Instruction =>
Please present the lines below as a numbered list, dropping any blank ones.

▼

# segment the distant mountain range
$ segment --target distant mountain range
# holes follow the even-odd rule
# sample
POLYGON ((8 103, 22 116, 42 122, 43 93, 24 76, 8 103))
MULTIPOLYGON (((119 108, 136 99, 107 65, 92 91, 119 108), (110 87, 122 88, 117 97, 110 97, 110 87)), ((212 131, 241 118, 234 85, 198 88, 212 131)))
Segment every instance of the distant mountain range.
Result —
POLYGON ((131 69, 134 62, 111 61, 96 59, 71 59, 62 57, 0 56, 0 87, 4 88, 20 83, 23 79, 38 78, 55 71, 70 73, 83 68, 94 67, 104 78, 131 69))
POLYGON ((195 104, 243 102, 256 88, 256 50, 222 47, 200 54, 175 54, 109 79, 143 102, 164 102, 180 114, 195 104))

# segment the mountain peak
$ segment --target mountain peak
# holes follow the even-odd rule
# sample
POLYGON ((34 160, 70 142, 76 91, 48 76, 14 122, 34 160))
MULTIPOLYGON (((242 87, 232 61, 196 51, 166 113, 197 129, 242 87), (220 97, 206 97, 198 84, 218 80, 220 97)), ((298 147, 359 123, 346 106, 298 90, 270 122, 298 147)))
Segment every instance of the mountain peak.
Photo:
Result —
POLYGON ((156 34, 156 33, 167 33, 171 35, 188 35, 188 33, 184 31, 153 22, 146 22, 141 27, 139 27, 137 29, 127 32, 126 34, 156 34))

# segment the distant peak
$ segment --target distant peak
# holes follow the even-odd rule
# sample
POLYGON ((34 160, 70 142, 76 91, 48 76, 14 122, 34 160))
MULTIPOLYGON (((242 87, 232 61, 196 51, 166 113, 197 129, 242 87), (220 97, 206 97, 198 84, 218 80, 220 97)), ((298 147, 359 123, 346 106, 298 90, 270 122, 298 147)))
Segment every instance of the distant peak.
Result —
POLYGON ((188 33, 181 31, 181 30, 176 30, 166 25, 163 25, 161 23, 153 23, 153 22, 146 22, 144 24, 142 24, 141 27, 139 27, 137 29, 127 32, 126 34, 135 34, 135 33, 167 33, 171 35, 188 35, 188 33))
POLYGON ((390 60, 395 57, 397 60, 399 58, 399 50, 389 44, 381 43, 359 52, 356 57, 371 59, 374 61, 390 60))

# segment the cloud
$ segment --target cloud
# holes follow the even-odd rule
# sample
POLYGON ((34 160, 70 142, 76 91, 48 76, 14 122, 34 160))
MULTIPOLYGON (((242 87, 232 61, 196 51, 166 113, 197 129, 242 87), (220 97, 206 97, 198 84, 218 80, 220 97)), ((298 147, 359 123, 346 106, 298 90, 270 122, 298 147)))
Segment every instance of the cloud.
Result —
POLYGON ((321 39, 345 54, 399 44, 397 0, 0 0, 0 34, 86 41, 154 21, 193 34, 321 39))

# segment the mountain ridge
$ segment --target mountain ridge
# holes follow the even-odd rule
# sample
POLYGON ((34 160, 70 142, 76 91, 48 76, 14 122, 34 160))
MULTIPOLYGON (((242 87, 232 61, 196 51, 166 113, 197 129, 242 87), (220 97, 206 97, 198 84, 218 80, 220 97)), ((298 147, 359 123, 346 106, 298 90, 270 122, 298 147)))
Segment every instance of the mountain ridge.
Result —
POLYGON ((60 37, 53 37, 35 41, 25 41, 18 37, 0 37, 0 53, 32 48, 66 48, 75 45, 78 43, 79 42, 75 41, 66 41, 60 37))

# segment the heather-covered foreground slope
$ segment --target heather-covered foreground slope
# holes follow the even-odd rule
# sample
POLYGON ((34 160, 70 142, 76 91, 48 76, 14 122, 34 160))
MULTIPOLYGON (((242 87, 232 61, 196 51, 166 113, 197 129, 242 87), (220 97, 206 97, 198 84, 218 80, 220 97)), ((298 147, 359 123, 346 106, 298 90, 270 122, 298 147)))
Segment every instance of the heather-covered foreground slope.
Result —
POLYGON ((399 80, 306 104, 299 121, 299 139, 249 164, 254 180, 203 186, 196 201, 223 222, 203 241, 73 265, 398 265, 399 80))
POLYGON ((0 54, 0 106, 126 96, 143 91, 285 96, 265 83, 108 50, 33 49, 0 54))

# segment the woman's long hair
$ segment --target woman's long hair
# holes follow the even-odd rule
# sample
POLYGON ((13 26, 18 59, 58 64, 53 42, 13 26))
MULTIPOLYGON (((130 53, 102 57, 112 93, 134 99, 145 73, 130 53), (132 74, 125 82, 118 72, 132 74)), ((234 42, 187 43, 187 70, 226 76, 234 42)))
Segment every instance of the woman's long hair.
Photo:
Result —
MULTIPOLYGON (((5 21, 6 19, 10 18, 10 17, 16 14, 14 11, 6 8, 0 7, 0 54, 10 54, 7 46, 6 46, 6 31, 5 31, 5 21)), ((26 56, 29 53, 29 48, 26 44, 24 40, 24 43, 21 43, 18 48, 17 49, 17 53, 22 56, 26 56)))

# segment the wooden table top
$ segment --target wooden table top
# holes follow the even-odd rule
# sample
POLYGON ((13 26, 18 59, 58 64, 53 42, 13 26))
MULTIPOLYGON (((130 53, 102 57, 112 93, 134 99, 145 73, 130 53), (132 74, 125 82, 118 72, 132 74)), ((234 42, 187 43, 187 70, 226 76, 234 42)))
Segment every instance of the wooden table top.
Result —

▲

Solution to the exercise =>
1. # segment the distant mountain range
2. $ segment --target distant mountain range
3. # holes follow the even-odd rule
4. # sample
5. POLYGON ((8 103, 22 116, 42 122, 43 93, 24 76, 8 103))
6. MULTIPOLYGON (((119 108, 136 99, 107 65, 92 91, 119 108), (110 87, 122 88, 117 97, 110 97, 110 87)), ((212 131, 241 118, 234 85, 198 88, 212 131)))
7. Segment every instance of the distant mountain range.
8. Result —
9. POLYGON ((131 69, 134 62, 111 61, 96 59, 71 59, 62 57, 0 56, 0 87, 4 88, 20 83, 23 79, 38 78, 55 71, 70 73, 83 68, 94 67, 104 78, 131 69))
10. POLYGON ((195 104, 243 102, 256 88, 256 50, 222 47, 200 54, 175 54, 109 79, 143 102, 164 102, 180 114, 195 104))
11. # segment the mountain peak
12. $ segment --target mountain peak
13. # holes follow the even-odd rule
14. # sample
15. POLYGON ((34 160, 70 142, 76 91, 48 76, 14 122, 34 160))
16. MULTIPOLYGON (((242 87, 232 61, 196 51, 166 113, 197 129, 242 87), (220 97, 206 97, 198 84, 218 80, 220 97)), ((298 147, 359 123, 346 106, 298 90, 270 122, 298 147)))
17. Segment every instance of the mountain peak.
18. Photo:
19. Result —
20. POLYGON ((156 34, 156 33, 167 33, 171 35, 188 35, 188 33, 184 31, 153 22, 146 22, 141 27, 139 27, 137 29, 127 32, 126 34, 156 34))
21. # segment the distant peak
22. $ segment --target distant peak
23. # holes follow the even-odd rule
24. # sample
25. POLYGON ((34 160, 70 142, 76 91, 48 76, 14 122, 34 160))
26. MULTIPOLYGON (((242 87, 232 61, 196 51, 166 113, 197 129, 242 87), (220 97, 206 97, 198 84, 218 80, 220 97)), ((298 147, 359 123, 346 106, 298 90, 270 122, 298 147)))
27. Segment every instance of the distant peak.
28. Result —
29. POLYGON ((188 33, 181 31, 181 30, 176 30, 166 25, 163 25, 161 23, 153 23, 153 22, 146 22, 144 24, 142 24, 141 27, 139 27, 137 29, 127 32, 126 34, 135 34, 135 33, 167 33, 171 35, 188 35, 188 33))
30. POLYGON ((390 60, 395 57, 397 60, 399 58, 399 50, 389 44, 381 43, 359 52, 356 57, 371 59, 374 61, 390 60))
31. # segment the cloud
32. $ segment --target cloud
33. # holes follow the even-odd rule
34. # sample
35. POLYGON ((34 160, 70 142, 76 91, 48 76, 14 122, 34 160))
36. MULTIPOLYGON (((242 87, 232 61, 196 51, 166 113, 197 129, 242 87), (220 97, 206 97, 198 84, 218 80, 220 97)), ((298 147, 359 123, 346 106, 298 90, 270 122, 298 147)))
37. Segment every instance of the cloud.
38. Result —
39. POLYGON ((321 39, 345 54, 399 44, 397 0, 0 0, 0 34, 86 41, 154 21, 193 34, 321 39))
40. # segment the mountain ridge
41. $ segment --target mountain ridge
42. # holes follow the even-odd rule
43. # sample
44. POLYGON ((34 160, 70 142, 76 91, 48 76, 14 122, 34 160))
45. MULTIPOLYGON (((242 87, 232 61, 196 51, 166 113, 197 129, 242 87), (220 97, 206 97, 198 84, 218 80, 220 97)), ((298 147, 359 123, 346 106, 298 90, 270 122, 298 147)))
46. Segment every instance of the mountain ridge.
47. Result —
48. POLYGON ((60 37, 53 37, 35 41, 25 41, 18 37, 0 37, 0 53, 32 48, 66 48, 75 45, 78 43, 79 42, 75 41, 66 41, 60 37))
49. # segment the heather-covered foreground slope
50. $ segment --target heather-covered foreground slope
51. # holes follow the even-odd rule
52. # sample
53. POLYGON ((34 160, 70 142, 76 91, 48 76, 14 122, 34 160))
54. MULTIPOLYGON (((242 87, 232 61, 196 51, 166 113, 197 129, 242 87), (220 97, 206 97, 198 84, 218 80, 220 97)), ((298 147, 359 123, 346 106, 298 90, 270 122, 298 147)))
55. Segment every instance of the heather-covered foreground slope.
56. Result —
57. POLYGON ((399 80, 306 104, 299 121, 299 139, 249 164, 254 180, 203 186, 196 201, 223 222, 203 241, 73 265, 398 265, 399 80))
58. POLYGON ((0 54, 0 106, 126 96, 143 91, 285 96, 265 83, 108 50, 33 49, 0 54))
59. # segment the woman's long hair
60. $ segment --target woman's long hair
61. # holes follow the even-odd rule
62. # sample
63. POLYGON ((13 26, 18 59, 58 64, 53 42, 13 26))
64. MULTIPOLYGON (((130 53, 102 57, 112 93, 134 99, 145 73, 130 53), (132 74, 125 82, 118 72, 132 74)), ((234 42, 187 43, 187 70, 226 76, 234 42)))
65. Segment every instance of the woman's long hair.
66. Photo:
67. Result —
68. MULTIPOLYGON (((5 21, 6 19, 10 18, 10 17, 16 14, 14 11, 6 8, 0 7, 0 54, 10 54, 7 46, 6 46, 6 31, 5 31, 5 21)), ((26 56, 29 53, 29 48, 26 44, 24 40, 24 43, 21 43, 18 48, 17 49, 17 53, 22 56, 26 56)))
69. # segment the wooden table top
70. $ segment --target wooden table top
71. # holes follow the even-odd rule
72. # sample
73. POLYGON ((13 26, 18 59, 58 64, 53 42, 13 26))
74. MULTIPOLYGON (((130 53, 102 57, 112 93, 134 99, 145 73, 130 53), (132 74, 125 82, 118 72, 132 74)), ((234 42, 187 43, 187 70, 226 76, 234 42)))
75. Segment every instance of the wooden table top.
76. Result —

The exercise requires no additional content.